+++ Material for this exercise
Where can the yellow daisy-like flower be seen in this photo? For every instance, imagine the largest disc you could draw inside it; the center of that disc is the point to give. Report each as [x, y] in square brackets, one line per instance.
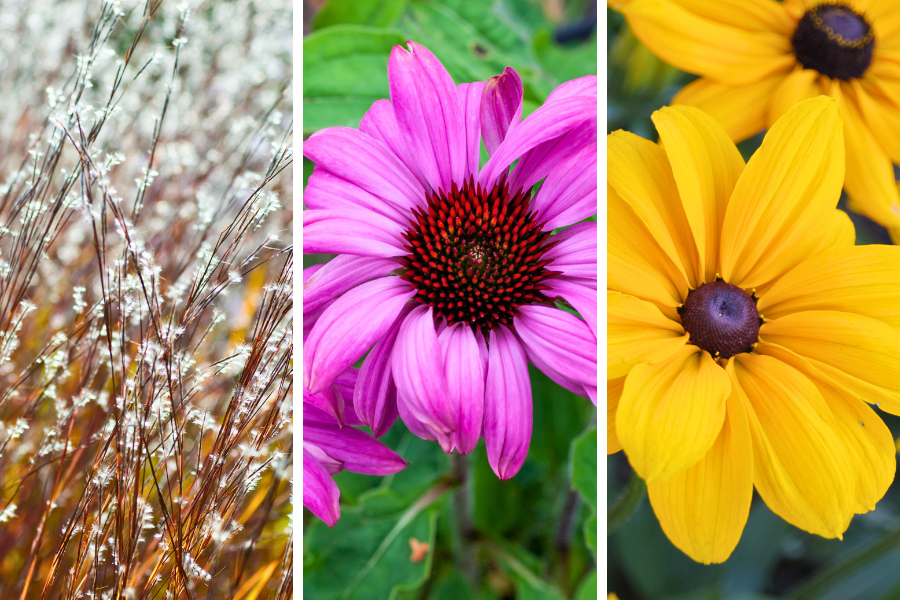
[757, 58]
[745, 330]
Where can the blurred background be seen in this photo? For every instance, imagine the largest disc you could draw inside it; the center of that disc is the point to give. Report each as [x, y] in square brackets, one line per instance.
[773, 558]
[534, 536]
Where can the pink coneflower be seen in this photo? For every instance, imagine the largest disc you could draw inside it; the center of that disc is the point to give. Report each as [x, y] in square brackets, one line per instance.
[331, 445]
[452, 273]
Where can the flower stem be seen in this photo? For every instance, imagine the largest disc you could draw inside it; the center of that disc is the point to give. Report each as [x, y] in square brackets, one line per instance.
[626, 504]
[831, 574]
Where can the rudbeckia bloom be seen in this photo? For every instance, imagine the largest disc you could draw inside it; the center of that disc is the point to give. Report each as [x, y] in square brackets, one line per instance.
[746, 332]
[451, 272]
[757, 58]
[330, 445]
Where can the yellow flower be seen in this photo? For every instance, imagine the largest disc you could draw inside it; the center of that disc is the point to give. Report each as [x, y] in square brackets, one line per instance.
[745, 330]
[757, 58]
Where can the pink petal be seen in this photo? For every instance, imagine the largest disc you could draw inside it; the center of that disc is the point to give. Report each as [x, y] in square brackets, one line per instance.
[380, 122]
[575, 253]
[375, 395]
[349, 327]
[569, 193]
[357, 450]
[329, 401]
[545, 158]
[365, 162]
[327, 191]
[501, 108]
[428, 114]
[320, 493]
[553, 132]
[418, 370]
[342, 273]
[555, 376]
[581, 297]
[559, 339]
[470, 101]
[358, 233]
[464, 368]
[420, 428]
[591, 391]
[310, 271]
[507, 404]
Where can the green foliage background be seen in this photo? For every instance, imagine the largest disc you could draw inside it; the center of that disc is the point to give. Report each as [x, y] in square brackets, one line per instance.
[773, 558]
[533, 537]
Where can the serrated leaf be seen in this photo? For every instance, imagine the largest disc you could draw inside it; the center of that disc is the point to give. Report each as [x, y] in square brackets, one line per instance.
[367, 554]
[584, 466]
[588, 588]
[375, 13]
[344, 73]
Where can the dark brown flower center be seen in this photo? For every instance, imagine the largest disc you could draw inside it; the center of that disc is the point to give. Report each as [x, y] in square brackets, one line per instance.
[721, 318]
[476, 255]
[835, 41]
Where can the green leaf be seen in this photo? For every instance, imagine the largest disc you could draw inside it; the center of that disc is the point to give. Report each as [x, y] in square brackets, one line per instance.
[529, 585]
[367, 554]
[344, 73]
[375, 13]
[565, 62]
[584, 466]
[588, 588]
[307, 170]
[590, 533]
[497, 504]
[464, 49]
[559, 416]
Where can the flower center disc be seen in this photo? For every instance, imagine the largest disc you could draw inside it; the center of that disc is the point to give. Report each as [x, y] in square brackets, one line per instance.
[721, 318]
[835, 41]
[475, 255]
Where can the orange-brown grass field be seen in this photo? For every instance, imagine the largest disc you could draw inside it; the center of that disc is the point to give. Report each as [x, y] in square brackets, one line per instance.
[145, 299]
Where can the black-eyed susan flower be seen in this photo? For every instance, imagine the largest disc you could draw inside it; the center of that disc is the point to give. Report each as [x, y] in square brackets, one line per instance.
[746, 332]
[757, 58]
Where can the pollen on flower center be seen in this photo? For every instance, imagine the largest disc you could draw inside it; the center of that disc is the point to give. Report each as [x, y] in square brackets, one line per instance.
[835, 41]
[476, 255]
[721, 318]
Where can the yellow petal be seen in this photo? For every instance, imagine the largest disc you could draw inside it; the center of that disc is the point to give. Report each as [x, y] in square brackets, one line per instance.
[864, 280]
[614, 389]
[704, 508]
[791, 184]
[739, 109]
[706, 164]
[883, 398]
[870, 174]
[800, 465]
[670, 413]
[837, 231]
[722, 52]
[640, 173]
[636, 265]
[866, 437]
[797, 86]
[860, 346]
[749, 15]
[637, 332]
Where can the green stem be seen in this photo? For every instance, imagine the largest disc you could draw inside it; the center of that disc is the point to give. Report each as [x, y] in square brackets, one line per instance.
[421, 504]
[825, 579]
[626, 504]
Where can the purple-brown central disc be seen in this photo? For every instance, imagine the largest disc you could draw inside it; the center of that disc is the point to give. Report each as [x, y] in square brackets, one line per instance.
[476, 255]
[721, 318]
[835, 41]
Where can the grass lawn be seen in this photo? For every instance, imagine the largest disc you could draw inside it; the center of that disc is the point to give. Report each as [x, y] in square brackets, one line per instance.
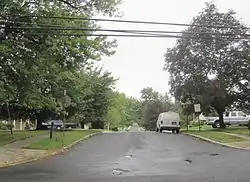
[236, 130]
[59, 140]
[6, 137]
[219, 136]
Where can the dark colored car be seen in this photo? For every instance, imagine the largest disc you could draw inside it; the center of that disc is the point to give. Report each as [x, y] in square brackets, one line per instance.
[58, 124]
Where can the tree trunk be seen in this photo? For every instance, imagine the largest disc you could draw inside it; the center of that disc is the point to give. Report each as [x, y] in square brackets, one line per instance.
[221, 120]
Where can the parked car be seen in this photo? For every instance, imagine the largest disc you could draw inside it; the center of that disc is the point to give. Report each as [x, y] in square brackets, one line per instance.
[70, 125]
[230, 118]
[168, 121]
[58, 124]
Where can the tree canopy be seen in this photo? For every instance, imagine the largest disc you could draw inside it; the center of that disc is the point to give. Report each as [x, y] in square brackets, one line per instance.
[38, 65]
[208, 64]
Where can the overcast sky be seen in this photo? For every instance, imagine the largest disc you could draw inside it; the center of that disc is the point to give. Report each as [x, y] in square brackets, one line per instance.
[139, 62]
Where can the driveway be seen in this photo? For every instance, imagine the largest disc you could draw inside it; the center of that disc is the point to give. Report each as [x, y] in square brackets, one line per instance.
[137, 156]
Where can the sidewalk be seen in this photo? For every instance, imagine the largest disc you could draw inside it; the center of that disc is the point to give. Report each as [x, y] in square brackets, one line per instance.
[14, 152]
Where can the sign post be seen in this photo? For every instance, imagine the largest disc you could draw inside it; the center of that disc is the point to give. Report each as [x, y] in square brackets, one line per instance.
[197, 109]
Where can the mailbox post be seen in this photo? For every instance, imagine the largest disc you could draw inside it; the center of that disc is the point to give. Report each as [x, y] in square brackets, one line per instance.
[197, 109]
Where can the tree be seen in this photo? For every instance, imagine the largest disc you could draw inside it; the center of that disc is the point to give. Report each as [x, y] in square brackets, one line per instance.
[208, 65]
[37, 64]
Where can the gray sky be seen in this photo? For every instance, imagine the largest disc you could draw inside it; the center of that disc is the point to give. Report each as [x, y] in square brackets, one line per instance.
[139, 62]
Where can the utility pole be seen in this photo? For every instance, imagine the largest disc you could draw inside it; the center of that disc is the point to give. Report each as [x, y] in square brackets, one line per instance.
[10, 123]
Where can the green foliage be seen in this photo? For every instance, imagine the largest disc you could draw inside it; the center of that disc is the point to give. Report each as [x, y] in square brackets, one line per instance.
[193, 61]
[123, 111]
[37, 64]
[152, 104]
[3, 126]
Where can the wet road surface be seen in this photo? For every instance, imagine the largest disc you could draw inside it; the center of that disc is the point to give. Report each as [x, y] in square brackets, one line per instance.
[137, 156]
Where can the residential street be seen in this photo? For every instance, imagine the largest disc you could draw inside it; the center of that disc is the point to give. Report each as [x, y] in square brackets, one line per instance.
[137, 156]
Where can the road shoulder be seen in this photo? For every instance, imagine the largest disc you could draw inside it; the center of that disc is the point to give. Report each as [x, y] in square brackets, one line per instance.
[10, 156]
[241, 145]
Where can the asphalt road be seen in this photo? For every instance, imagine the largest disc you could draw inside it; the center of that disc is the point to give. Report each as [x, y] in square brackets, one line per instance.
[137, 156]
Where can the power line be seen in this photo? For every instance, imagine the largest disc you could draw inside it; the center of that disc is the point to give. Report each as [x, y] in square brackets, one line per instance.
[126, 31]
[133, 21]
[60, 27]
[116, 35]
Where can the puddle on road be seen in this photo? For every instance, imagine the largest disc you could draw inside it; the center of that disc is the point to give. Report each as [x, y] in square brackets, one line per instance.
[213, 154]
[118, 172]
[128, 156]
[188, 160]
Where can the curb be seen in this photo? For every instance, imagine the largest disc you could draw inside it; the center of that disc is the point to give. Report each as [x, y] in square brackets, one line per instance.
[49, 153]
[215, 142]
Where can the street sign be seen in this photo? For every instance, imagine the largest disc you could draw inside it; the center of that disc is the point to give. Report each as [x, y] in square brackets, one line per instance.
[197, 108]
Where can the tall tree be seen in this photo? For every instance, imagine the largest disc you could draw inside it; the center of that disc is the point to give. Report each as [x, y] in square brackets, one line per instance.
[208, 64]
[37, 64]
[153, 104]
++++++
Task prompt: From the line containing "Where can the wet" through the final line of the listing above, retype every line exactly; leave out everything else.

The reply:
Where can the wet road surface be seen in this photo? For every instance, imagine the largest disc you could draw inside it; the center of that disc is the point to give. Report each as [x, y] in square brackets, one line per instance.
[137, 156]
Where can the residential street be seen in this photo? For every instance, imagine the largest disc you could draw inside it; the center of that disc is the point to give. Report each as [x, y] in square brackets, one line per instance.
[137, 156]
Where can the road shoulder be seen in this photo? For every instance, imagine the largest disc you could draw inside it; the center of that disc is the point to give. Report each as [x, y] in square brackets, one line per instance.
[10, 156]
[241, 145]
Where can the asphalt road be seen in this photo? For every instance, imagine the largest disc you could draw inside it; the center of that disc is the point to give. Report each as [x, y] in square brackets, one line per instance.
[137, 156]
Where can the power line be seen in this photo? For every instance, imagine the largest disc you could draw inside it; the center of that disc is the point to give. Report each as [x, y] in square brackets, one line per instance.
[126, 31]
[133, 21]
[60, 27]
[116, 35]
Where can the puddle on road be seen in this photo? For every instance, imagine the largest disc you could draw inside it; the center of that disc is the point to give. Report each as [x, y] in square brackets, one line per instance.
[213, 154]
[118, 172]
[128, 156]
[188, 160]
Where can the curb be seen in this photo? For every instance, imagine the largest disc you could draw inside it; the center of that disc is the point to give. Report each as [x, y] in square brackets, one line per instance.
[49, 153]
[215, 142]
Where can the street sign be seen in this photo? For every instance, imagine the largest disc you could draw inside it; the center of that disc is the point to give. Report each as [x, y] in square brackets, one line per instance.
[197, 108]
Where can the tall tree be seen in this photo? For every instance, imagine the largest disc you could draw inside it; the center of that disc is the point to give. Report each as [x, y] in square brackets, one line per instance.
[208, 64]
[37, 64]
[153, 104]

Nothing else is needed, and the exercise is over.